◆ Activity ◆
Set the data down again so that every line matches exactly.

◆ Record excerpts ◆
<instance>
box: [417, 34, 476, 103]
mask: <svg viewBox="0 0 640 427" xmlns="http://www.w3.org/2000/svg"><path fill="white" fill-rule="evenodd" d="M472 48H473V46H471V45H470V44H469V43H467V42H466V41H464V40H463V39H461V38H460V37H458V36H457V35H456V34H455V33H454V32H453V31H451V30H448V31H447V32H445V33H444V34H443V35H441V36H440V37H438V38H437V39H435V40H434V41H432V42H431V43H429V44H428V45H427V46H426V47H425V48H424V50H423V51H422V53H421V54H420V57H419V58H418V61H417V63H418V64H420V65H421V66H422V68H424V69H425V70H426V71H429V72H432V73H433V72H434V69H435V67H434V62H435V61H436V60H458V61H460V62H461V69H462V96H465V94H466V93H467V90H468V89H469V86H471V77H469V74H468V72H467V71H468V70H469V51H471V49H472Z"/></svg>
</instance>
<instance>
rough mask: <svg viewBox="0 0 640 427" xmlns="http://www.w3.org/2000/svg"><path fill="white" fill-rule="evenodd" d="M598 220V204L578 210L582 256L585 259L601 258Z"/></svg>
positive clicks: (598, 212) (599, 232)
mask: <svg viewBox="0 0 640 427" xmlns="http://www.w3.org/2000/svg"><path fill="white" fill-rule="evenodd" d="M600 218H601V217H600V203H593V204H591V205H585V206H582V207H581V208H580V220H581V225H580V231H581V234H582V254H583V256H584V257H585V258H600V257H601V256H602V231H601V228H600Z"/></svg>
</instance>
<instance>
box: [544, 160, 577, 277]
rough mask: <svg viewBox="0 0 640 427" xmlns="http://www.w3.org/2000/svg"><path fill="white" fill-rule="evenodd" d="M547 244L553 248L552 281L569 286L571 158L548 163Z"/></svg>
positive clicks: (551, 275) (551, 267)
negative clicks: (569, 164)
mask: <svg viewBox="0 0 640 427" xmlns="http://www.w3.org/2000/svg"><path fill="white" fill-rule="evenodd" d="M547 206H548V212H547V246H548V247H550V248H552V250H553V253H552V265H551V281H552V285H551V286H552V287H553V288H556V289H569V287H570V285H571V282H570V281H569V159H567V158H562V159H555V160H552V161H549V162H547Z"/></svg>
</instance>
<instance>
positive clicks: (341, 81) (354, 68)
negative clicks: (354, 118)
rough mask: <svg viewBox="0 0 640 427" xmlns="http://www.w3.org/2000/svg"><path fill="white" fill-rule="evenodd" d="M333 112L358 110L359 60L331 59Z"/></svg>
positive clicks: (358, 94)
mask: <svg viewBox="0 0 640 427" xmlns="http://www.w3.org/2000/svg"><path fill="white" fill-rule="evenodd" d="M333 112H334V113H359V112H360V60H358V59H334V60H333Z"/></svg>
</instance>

◆ Answer to the problem ◆
<instance>
box: [417, 34, 476, 103]
mask: <svg viewBox="0 0 640 427" xmlns="http://www.w3.org/2000/svg"><path fill="white" fill-rule="evenodd" d="M472 48H473V46H471V45H470V44H469V43H467V42H466V41H464V40H463V39H461V38H460V37H458V36H457V35H456V34H455V33H454V32H453V31H451V30H448V31H447V32H445V33H444V34H443V35H441V36H440V37H438V38H437V39H435V40H434V41H432V42H431V43H429V44H428V45H427V46H426V47H425V48H424V50H423V51H422V53H421V54H420V57H419V58H418V61H417V63H418V64H420V65H421V66H422V68H424V69H425V70H426V71H429V72H432V73H433V72H434V69H435V67H434V62H435V61H436V60H458V61H460V62H461V69H462V96H465V94H466V93H467V90H468V89H469V86H471V77H469V74H468V72H467V71H468V70H469V51H471V49H472Z"/></svg>
</instance>
<instance>
rough mask: <svg viewBox="0 0 640 427" xmlns="http://www.w3.org/2000/svg"><path fill="white" fill-rule="evenodd" d="M598 220V204L578 210L582 256L585 259L601 258Z"/></svg>
positive clicks: (598, 212) (599, 232)
mask: <svg viewBox="0 0 640 427" xmlns="http://www.w3.org/2000/svg"><path fill="white" fill-rule="evenodd" d="M600 218H601V217H600V203H593V204H591V205H585V206H582V207H581V208H580V220H581V225H580V231H581V234H582V254H583V256H584V257H585V258H600V257H601V256H602V231H601V228H600Z"/></svg>
</instance>
<instance>
box: [544, 160, 577, 277]
rough mask: <svg viewBox="0 0 640 427" xmlns="http://www.w3.org/2000/svg"><path fill="white" fill-rule="evenodd" d="M547 244L553 248L552 281L569 286L571 158L548 163Z"/></svg>
positive clicks: (551, 275) (551, 267)
negative clicks: (569, 164)
mask: <svg viewBox="0 0 640 427" xmlns="http://www.w3.org/2000/svg"><path fill="white" fill-rule="evenodd" d="M547 206H548V212H547V246H548V247H550V248H552V250H553V253H552V265H551V281H552V285H551V286H552V287H553V288H556V289H569V287H570V285H571V282H570V281H569V159H567V158H562V159H555V160H552V161H549V162H547Z"/></svg>
</instance>
<instance>
positive clicks: (341, 81) (354, 68)
negative clicks: (354, 118)
rough mask: <svg viewBox="0 0 640 427" xmlns="http://www.w3.org/2000/svg"><path fill="white" fill-rule="evenodd" d="M333 112L358 110L359 60L331 59Z"/></svg>
positive clicks: (358, 94)
mask: <svg viewBox="0 0 640 427" xmlns="http://www.w3.org/2000/svg"><path fill="white" fill-rule="evenodd" d="M333 112H334V113H359V112H360V60H358V59H334V60H333Z"/></svg>
</instance>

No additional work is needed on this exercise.